> Vorliegender Text
Während meiner Zeit in Mexiko hatte ich oft mit dem Gefühl zu kämpfen einfach nur ein Objekt und/oder als das Mittel zum Zweck gesehen zu werden. Es fühlte sich an, als wenn sich keiner für mich als Person interessierte und ich bis dahin von allen Seiten eher einen auf den Deckel bekam als mal ein „Danke“ zu hören.

Auch wenn sich meine Situation und Stimmung nach meinem Umzug deutlich verbesserte, beschloss ich relativ schnell, dass ich auf sechs Monate verkürzen wollte und nun also Ende Februar wieder nach Deutschland zurückkehren würde.

Die Entscheidung viel mir nicht leicht, schließlich war ich selbst während der Weihnachtszeit in Deutschland noch felsenfest davon entschlossen für ein Jahr in Mexiko zu leben.

Was also hatte zu meinem Beschluss geführt? Ich wägte ab. Ich dachte darüber nach, was ich alles erlebt hatte, was ich noch erleben und lernen könnte zum einen, wenn ich in Mexiko bleiben würde aber auch, wenn ich zurückfliegen würde.

Natürlich beruhte meine Entscheidung eher auf Spekulationen, Gefühlen und meiner Intention, aber sie schien mir richtig.

> Extrahiertes Material
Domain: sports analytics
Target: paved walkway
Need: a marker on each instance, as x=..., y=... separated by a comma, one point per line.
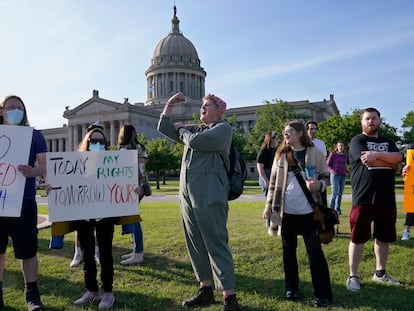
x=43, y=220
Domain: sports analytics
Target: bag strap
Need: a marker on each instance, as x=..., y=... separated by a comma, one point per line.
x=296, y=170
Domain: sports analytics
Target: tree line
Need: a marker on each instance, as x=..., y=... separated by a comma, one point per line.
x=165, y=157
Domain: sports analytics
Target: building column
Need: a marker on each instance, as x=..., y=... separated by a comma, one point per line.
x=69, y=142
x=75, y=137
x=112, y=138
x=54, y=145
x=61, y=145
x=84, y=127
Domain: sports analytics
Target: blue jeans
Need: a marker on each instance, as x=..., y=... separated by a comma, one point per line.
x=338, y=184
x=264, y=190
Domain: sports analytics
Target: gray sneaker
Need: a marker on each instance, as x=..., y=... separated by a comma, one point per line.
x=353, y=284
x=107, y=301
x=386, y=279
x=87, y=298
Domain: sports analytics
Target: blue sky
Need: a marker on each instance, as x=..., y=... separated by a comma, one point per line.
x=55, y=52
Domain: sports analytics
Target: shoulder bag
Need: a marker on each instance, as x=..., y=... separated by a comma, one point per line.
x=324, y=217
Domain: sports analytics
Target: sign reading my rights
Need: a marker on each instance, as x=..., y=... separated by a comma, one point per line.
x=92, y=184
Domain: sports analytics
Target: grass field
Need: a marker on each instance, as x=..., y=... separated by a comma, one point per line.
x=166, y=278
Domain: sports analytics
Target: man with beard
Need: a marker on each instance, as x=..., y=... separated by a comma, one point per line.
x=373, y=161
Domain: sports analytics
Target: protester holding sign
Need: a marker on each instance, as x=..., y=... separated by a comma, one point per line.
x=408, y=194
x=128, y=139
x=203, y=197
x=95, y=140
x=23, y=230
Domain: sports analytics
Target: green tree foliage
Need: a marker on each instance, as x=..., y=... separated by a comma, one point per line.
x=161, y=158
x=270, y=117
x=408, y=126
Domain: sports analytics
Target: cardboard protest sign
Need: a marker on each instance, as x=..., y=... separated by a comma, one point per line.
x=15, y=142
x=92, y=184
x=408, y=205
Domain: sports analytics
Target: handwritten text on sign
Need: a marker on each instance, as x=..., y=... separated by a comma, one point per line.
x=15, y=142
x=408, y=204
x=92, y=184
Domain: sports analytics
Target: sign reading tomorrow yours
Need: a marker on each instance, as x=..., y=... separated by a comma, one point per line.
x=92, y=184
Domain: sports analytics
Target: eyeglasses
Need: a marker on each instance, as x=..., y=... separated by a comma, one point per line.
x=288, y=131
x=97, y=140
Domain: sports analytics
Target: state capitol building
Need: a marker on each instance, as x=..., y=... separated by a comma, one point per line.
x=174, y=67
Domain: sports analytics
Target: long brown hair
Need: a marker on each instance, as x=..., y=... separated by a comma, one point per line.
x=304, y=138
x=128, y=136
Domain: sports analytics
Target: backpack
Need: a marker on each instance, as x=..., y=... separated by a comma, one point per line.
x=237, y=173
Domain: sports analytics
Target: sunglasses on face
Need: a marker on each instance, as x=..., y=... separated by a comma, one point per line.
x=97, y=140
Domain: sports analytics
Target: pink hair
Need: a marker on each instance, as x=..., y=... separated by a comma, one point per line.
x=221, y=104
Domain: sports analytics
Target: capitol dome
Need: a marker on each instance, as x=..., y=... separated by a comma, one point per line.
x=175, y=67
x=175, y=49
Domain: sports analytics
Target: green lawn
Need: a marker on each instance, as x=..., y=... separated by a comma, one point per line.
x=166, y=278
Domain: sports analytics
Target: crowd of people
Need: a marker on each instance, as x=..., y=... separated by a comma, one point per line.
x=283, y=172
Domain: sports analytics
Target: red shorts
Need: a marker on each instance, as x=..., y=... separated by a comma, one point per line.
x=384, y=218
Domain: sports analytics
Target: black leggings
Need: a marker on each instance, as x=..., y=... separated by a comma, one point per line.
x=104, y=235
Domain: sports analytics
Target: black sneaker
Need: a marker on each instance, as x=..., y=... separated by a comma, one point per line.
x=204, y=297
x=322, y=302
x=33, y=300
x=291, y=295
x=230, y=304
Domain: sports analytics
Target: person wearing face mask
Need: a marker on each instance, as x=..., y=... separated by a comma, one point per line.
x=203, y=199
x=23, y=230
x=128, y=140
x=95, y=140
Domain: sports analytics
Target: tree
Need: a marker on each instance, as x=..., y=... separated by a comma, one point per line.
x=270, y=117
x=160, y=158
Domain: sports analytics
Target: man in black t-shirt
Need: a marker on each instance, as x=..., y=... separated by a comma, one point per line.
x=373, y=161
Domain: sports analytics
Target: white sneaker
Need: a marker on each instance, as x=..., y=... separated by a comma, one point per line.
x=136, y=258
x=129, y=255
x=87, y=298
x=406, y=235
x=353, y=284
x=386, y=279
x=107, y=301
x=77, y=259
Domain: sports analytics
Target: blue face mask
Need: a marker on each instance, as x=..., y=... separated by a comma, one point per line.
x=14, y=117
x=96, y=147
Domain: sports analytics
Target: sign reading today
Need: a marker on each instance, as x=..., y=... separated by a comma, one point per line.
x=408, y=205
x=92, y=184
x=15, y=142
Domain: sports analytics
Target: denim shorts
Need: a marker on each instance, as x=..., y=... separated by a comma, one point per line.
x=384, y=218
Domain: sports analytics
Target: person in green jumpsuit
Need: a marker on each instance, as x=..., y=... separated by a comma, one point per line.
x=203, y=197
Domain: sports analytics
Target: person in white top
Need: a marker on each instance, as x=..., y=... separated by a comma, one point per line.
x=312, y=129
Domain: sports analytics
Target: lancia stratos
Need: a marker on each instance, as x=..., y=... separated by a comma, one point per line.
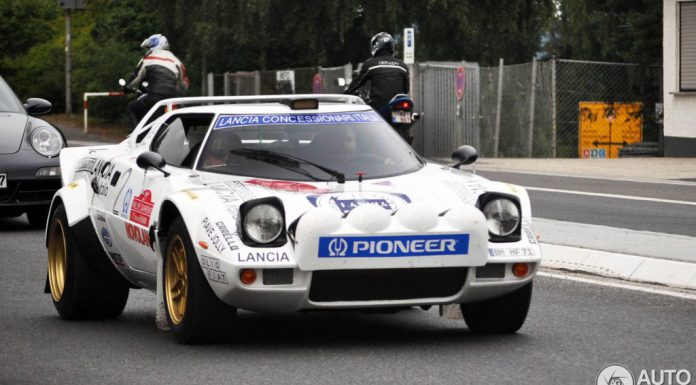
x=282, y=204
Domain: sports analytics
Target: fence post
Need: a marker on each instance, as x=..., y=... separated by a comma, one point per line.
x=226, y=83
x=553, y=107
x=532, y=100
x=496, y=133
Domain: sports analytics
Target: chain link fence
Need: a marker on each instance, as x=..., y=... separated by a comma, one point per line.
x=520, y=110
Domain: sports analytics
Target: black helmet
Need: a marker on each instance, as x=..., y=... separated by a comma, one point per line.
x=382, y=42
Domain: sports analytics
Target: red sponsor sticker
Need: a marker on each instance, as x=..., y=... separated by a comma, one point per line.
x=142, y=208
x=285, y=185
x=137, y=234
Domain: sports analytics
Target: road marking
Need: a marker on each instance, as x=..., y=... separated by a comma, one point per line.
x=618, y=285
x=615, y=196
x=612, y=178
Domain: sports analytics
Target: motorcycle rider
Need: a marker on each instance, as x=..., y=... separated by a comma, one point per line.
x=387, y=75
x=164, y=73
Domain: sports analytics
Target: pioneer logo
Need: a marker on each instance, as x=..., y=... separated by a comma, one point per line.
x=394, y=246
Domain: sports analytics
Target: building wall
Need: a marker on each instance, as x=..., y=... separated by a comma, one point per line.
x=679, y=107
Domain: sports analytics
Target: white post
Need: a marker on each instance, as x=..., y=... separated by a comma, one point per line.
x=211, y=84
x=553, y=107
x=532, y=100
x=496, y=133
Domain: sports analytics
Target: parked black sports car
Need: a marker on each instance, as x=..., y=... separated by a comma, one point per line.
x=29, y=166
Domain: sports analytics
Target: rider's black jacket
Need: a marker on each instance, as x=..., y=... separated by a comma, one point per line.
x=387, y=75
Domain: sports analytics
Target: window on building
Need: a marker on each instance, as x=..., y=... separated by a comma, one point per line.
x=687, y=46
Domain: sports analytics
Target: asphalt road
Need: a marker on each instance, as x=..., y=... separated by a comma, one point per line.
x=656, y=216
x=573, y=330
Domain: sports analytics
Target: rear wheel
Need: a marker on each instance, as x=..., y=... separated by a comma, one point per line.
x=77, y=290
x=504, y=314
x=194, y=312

> Deine Aufgabe
Stimmen diese drei Aussagen mit dem Text über die Zeit in Mexiko überein? Beantworte jede mit Ja oder Nein und zitiere die entscheidenden Worte des Textes wörtlich.
1. Der Aufenthalt in Mexiko wurde auf sechs Monate verkürzt, mit Rückkehr nach Deutschland Ende Februar.
2. Während der Weihnachtszeit in Deutschland stand bereits fest, nur ein halbes Jahr in Mexiko zu bleiben.
3. Die Entscheidung beruhte vor allem auf gesicherten Fakten.

> Gelöste Aufgabe
1. Ja – „dass ich auf sechs Monate verkürzen wollte und nun also Ende Februar wieder nach Deutschland zurückkehren würde“
2. Nein – „noch felsenfest davon entschlossen für ein Jahr in Mexiko zu leben“
3. Nein – „beruhte meine Entscheidung eher auf Spekulationen, Gefühlen und meiner Intention“